* **Article**

The Democrats could have stopped the recess appointment at any time before today by promising an up or down vote…
They did — if Bush would release the records requested by both Republicans and Democrats.
Get your facts straight.
votermom: I don’t particularly think Bush is stupid; just that this particular move is. But given the choice between (a) stubborn and unwilling to take a loss, ever, and (b) devious in some unknown way that would make it clear (if we knew what it was) that Bolton was actually a good appointment, I’ll take (a).
Bwahahahahaha.
ha.
Tacitus: Indeed, Kevin. Lord knows your moral sensibilities alone aren’t up to the task.
Hilzoy: Tac: posting rules.
Thank you Hilzoy, but don’t trouble yourself on my account. Aquila non captat muscas, as the Emperor Claudius used to say.
What did Bush ever do to deserve the kind of blindness so frequently displayed by his supporters? Is it because people invest their own egos in his Presidency?
A whole bunch of Republicans, including some who rarely vote in a moderate, let a alone liberal way, have stuck out their necks to oppose Bolton and yet right here on this thread Bush supporters can’t even acknowledge their existance. Even when asked repeatedly, not one Bush supporter has been willing to explain how they can justify blaming the Democrats for ‘partisan” acts when those “partisan” acts had Republican support.
“I suspect the response will be more along the lines of “pointing and laughing””
Well, a great many instances like GWB’s laughing uproariously at Carla Fay Tucker’s Christian plea for mercy would suit my purpose. He could stick his arms inside his coat, pretend to be an IED victim, and make jokes about begging for humvee armor and “Please don’t cut my veteran benefits.” Bwhahahaha indeed.
Bob, I’ve tried to follow Silber’s argument about Bolton’s being the necessary player in an upcoming Iran armeggedon, but I just don’t get it. If Bush wanted to frame Iran, would he really need a horror like this guy as the spokespiece?
nope, no WMDs under here! heh heh heh.
this is just a classic thread. Prior to this post we have two scathing posts by hilzoy on torture, detention and the rule of law. and the grand total contribution of CBird, Macallan, Tacitus, MSE and the rest of the administration apologists?
zip. zero. nada. the facts are so clear and so egregiously inconsistent with traditional american values that they have NOTHING to say.
but here, where there’s the opportunity to throw some dust in the air / blame democrats? they all come charging out of their Redstate safe house.
contemptible.
they all come charging out of their Redstate safe house
someone must’ve rang the Apologist Alarm – “Quick men! Grab your talking points! We’ve got a job to do!”
and the grand total contribution of CBird, Macallan, Tacitus, MSE and the rest of the administration apologists?
zip. zero. nada. the facts are so clear and so egregiously inconsistent with traditional american values that they have NOTHING to say.
And once again, when the left is proven to be incontrovertibly right on this matter, they’ll forsake all future Bolton posts and leave us to hash out how to take care of the mess he created. Then criticize us for not coming up with better ideas.
It just seems they have no confidence in the administration’s proven track record of failure…
I grew up under the Ferdinand Marcos administration. Things here are just too deja vu for me.

* **Short problem 1**
List the commenters that the Bolton comment thread names as administration apologists.
* **Short problem 2**
Carry on the Bolton comment thread past its last comment.

* **Supplied entries**
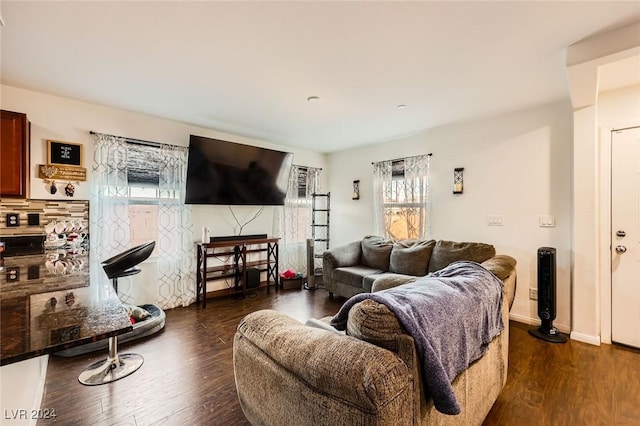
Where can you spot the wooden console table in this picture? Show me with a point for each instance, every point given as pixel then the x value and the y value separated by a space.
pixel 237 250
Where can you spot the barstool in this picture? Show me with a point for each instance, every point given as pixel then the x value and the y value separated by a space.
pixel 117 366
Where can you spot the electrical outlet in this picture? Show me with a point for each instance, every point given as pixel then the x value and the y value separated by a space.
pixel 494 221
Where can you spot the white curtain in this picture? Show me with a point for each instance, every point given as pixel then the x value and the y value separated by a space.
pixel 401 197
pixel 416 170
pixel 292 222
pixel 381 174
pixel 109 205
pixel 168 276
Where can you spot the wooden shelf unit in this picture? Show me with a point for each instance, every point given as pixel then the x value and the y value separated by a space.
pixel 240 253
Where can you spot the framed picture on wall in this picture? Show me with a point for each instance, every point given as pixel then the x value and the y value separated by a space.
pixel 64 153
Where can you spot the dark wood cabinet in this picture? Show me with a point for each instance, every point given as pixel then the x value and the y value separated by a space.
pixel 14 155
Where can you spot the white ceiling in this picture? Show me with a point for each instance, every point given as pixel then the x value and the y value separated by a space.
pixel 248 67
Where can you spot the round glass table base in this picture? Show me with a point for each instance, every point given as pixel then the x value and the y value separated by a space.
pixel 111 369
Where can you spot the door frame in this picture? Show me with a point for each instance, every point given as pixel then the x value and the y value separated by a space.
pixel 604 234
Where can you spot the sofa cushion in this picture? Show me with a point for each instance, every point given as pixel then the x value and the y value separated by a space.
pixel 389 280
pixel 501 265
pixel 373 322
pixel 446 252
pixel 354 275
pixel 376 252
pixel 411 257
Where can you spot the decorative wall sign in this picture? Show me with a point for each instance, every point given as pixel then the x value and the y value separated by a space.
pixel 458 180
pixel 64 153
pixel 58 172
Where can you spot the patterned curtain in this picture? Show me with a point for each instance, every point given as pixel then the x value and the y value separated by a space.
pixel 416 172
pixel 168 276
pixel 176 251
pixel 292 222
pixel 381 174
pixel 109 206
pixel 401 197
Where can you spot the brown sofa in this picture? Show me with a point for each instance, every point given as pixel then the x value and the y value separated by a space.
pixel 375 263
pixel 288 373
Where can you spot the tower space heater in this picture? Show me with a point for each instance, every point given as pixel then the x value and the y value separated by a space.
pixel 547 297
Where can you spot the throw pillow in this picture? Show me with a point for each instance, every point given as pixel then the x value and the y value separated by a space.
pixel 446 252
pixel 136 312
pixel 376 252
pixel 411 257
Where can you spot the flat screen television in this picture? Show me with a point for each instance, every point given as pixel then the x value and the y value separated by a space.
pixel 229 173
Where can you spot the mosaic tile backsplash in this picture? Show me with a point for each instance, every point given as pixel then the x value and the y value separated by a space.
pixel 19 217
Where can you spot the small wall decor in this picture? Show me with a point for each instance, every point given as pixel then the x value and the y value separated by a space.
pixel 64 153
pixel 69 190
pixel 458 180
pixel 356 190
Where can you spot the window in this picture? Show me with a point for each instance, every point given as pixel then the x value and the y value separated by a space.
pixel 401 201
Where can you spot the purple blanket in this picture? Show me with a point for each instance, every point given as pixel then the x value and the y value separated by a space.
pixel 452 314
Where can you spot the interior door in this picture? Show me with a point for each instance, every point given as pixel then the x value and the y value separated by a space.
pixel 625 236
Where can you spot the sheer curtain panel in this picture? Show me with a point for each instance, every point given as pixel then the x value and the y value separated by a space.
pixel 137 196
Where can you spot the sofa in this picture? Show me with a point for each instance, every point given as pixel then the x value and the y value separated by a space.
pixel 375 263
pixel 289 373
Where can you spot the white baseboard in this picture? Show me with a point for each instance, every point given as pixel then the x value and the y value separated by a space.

* **Exercise response 1**
CBird, Macallan, Tacitus, MSE

* **Exercise response 2**
No kidding? My dad’s a historian of the Philippines; my folks were there when Marcos declared martial law and we were all there when Ninoy was assassinated. My dad was also visiting (a conference in Manilla, IIRC) during People Power, after which his Filipino friends asked him very nicely to never come back again so they could stop having revolutions 😉
And once again, when the left is proven to be incontrovertibly right on this matter, they’ll forsake all future Bolton posts and leave us to hash out how to take care of the mess he created.
You underestimate their ingenuity. They’ll probably come up with some saga about how Bush had to appoint Bolton, being the only man for the job or whatever. After all, you go to the UN with the diplomats you have, not the diplomats you want.
Then criticize us for not coming up with better ideas.
Anyone want to make book as to when Bolton’s going to appear in Charles Bird’s Party Of No jeremiad?
“Bob, I’ve tried to follow Silber’s argument about Bolton’s being the necessary player in an upcoming Iran armeggedon”
I agree with Silber that Bolton’s appointment increases the likelihood of a war with Iran. I don’t entirely see Bolton’s purpose, as I really have never considered the UN to be particularly important or interesting. Bolton possibly will be more willing to convey threats and blackmail to keep other nations in line, but any important nations would be dealt with at a level above Bolton and UN Ambassador.
In the world of UN diplomacy, calling your counterparts liars and barbarians is impolitic, so Bolton can get away with a lot, but I think the only people paying attention would be smaller countries who see the UN as their stage for world participarion. As Syria somehow voted for the first Iraq resolutiom, perhaps Bolton will be able to muscle the temporary members of the Security Council. So perhaps if Bolton says the mullahs are eating babies, it will provide enough cover for Paraguay’s support.
If they are planning a multiple nuclear strike on the underground targets, Bolton can scream back in righteousness all he wants across the General Assembly. I don’t see how it will help. Perhaps anyone decent would resign, which would marginally hurt. But we will be in hell indeed.
Gacy killed dozens, Saddam thousands, Bush may be one of the favored few of history to get millions killed.
Nah, I don’t get it. If all they need is someone to veto sanctions and enbargoes and comdemnatory resolutions out of the UNSC, they could just tag-team Jenna and not-Jenna in their free time from club-hopping.
Well, he already had the hilarious skit about looking for WMDs under the desk. I’m sure the families of those killed in the fruitless quest are still laughing about that one.
Nah, I don’t get it.
There, I agree with you. Unless maybe the codes of politesse at the UN are such that a known bare-faced lie could be treated seriously. Unknown, shady half-truths, delivered by a man known for honor, didn’t produce a coalition against Iraq. Bolton is there for domestic press and international confusion. The Iran connection still makes no sense to me.
Come up with a new excuse Charles.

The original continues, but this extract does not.